==== ENTRIES PROVIDED

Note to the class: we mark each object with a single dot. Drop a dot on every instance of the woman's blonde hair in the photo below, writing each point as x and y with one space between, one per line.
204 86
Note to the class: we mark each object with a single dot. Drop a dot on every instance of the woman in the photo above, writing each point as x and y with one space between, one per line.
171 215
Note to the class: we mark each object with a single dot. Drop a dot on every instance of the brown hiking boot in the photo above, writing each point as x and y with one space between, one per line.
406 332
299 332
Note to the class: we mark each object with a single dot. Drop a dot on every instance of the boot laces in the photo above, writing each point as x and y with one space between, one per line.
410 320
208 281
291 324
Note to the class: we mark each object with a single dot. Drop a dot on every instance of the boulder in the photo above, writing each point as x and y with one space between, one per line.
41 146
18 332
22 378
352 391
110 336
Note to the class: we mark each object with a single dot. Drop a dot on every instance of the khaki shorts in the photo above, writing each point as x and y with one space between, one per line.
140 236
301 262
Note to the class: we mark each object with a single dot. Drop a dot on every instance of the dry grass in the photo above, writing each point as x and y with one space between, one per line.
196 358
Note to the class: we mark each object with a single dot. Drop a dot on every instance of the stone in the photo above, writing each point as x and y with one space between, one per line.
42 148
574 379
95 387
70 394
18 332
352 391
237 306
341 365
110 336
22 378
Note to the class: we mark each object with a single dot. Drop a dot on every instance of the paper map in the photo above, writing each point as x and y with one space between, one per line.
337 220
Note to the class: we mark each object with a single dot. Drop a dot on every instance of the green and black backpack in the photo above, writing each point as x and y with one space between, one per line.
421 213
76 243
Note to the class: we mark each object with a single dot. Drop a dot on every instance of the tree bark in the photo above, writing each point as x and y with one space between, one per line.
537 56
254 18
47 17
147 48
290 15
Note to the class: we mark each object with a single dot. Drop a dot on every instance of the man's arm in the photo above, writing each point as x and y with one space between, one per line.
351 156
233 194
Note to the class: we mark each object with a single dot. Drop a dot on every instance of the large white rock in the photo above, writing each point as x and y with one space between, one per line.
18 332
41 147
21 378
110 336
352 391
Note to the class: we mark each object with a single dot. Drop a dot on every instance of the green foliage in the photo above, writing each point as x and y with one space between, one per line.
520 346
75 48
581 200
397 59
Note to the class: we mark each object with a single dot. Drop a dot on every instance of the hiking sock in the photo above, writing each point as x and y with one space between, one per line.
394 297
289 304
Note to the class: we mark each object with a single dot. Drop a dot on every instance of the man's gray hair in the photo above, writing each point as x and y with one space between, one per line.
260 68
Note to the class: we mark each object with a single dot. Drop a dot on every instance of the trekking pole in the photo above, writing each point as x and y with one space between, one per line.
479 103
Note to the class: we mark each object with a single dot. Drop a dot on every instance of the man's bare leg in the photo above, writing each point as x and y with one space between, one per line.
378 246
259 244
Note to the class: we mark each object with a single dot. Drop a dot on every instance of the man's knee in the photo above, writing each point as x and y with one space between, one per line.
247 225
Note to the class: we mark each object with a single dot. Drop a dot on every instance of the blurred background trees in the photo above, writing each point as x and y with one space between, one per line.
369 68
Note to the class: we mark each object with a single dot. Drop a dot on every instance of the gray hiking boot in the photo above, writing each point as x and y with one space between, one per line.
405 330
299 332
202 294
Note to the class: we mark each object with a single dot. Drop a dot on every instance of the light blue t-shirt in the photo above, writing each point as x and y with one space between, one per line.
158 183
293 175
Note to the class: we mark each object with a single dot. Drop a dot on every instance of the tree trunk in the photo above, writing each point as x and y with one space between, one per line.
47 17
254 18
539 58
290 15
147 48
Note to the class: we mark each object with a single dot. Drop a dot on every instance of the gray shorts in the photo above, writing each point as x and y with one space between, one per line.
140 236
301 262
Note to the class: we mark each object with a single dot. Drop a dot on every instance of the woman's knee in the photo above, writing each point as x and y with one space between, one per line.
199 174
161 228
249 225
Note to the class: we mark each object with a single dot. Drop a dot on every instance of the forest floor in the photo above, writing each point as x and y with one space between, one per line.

========

Each entry is to be returned in full, character for character.

WORKED SOLUTION.
Note to the class: we mark each object with a single dot. Drop a dot on every instance of the woman's blonde hair in the photo below, writing each point as x and y with one space between, one per line.
204 86
Note to the class: we mark each object with a single dot. Drop a dot on every instance of the woman in the photo above, writing each point as x and y with one space between, one per line.
171 215
Note to the class: we mark each object with a single dot. Drop a dot on every instance of the brown hiking boot in the photo above, writing each point as x and y with one space between, one per line.
406 332
299 332
Note to the class: we mark each object with a single dot. Drop a dot on every instance of the boot laces in the photo above, writing each point as x and y with one space between, one per line.
410 320
208 281
291 324
Note to the class: we mark each object with a single dot. Drop a dot on every instance of the boulder in the photo above, writing each point as x and y with one space between, one per line.
41 146
18 332
22 378
352 391
110 336
Note to the class: we mark each object with a single dot. Drop a dot on every instance of the khaki shorts in the photo above, writing each point as x and y with one space between, one per line.
140 236
301 262
Note to the class: we mark each object with a single dot. Drop a dot on every instance of the dry grass in the photo above, writing each point as x and y with one space between, one per line.
196 358
Note to the class: we mark each object with a single dot. Drop a dot on every instance of the stone in the photo above, writing each point as x and y with one space between, one per line.
42 148
574 379
95 387
70 394
18 332
352 391
237 306
341 365
110 336
22 378
Note to the class: we mark each object with a single dot. Drop a dot on every instance of the paper map in the photo above, writing each point as x and y with one space between, one per line.
337 220
Note to the class: we mark each object with a single dot. Drop a dot on every instance of the green and black backpack in the photo above, writing each point as x and y with one space between, one per line.
421 213
76 243
Note to the class: we mark each object with a single dot. Drop a dot on every instance of the tree bark in the photo above, writing each point as x and y with one space between, one per line.
537 56
254 18
47 17
147 48
290 15
Note to the class: we mark each object with a single dot. Drop a dot on every instance of the man's arm in the photo above, writing each point as x and y with one space between, one per line.
351 156
233 194
Note to the class: we mark each object with a single dot. Drop a dot on every instance of the large white rock in the photo above, writing each point as x and y with one space between, one per line.
18 332
41 147
21 378
110 336
352 391
Note to the class: we mark each object with a single dot. Drop a dot on every instance of the green foliage in the photo above, writing each point as x and y with one space between, one per line.
520 346
75 48
581 200
397 59
Note to the class: we mark each object with a single dot. Drop a dot on every instance of the hiking sock in the photo above, writing each point as x and y with one space between, one per line.
394 297
289 304
Note to the class: we mark each object with a single dot. Drop a dot on every instance of the man's gray hair in the photo above, writing each point as x and y with one space between, one per line.
260 68
Note to the class: we mark each object with a single dot. Drop a dot on every instance of the trekking pole in the photo above, writing each point as x and y with one space between, one per line.
479 103
Note to the class: we mark each object with a single dot. Drop a dot on every instance of the man's bare leg in the photo above, writing each point as x and y with one space between, one per line.
378 246
259 244
Note to the class: we mark each object with a single dot. Drop a dot on every instance of the man's knee in the photo above, writing each point as x and y with one space between, one per line.
247 225
Note to the class: we mark each object with a single dot. Drop a dot on every instance of the blurred background trees in the photo above, writing each point as x and y with one space between, one per line.
369 68
Note to the class: we mark each object with a single dot. Drop a dot on every instance of the gray hiking boot in the photo above, writing each point as x and y with one space between, one per line.
405 330
299 332
202 294
Note to the class: we mark each object with a single dot. Drop a dot on every instance of the light blue t-shirt in the photo above, writing each point as x and y with one space between, one per line.
158 183
293 175
Note to the class: we mark each object with a single dot. Drop a dot on every instance of the tree trunk in the photo above, writing each point as x and y with one space between, one per line.
47 17
254 18
539 58
290 15
147 48
Note to the class: we mark each object with a single dot. Drop a dot on every instance of the gray shorts in the photo above, writing each point as x and y with one space between, one per line.
140 236
301 262
Note to the class: we mark each object with a single dot. Drop a dot on every instance of the woman's knee in the photo above, writing each point as x and y with one space between, one per line.
199 174
161 228
249 225
Note to the class: we mark each object with a single dot. Drop a dot on every instance of the forest floor in the photo above, writing each point as x and y with one space between, one per line.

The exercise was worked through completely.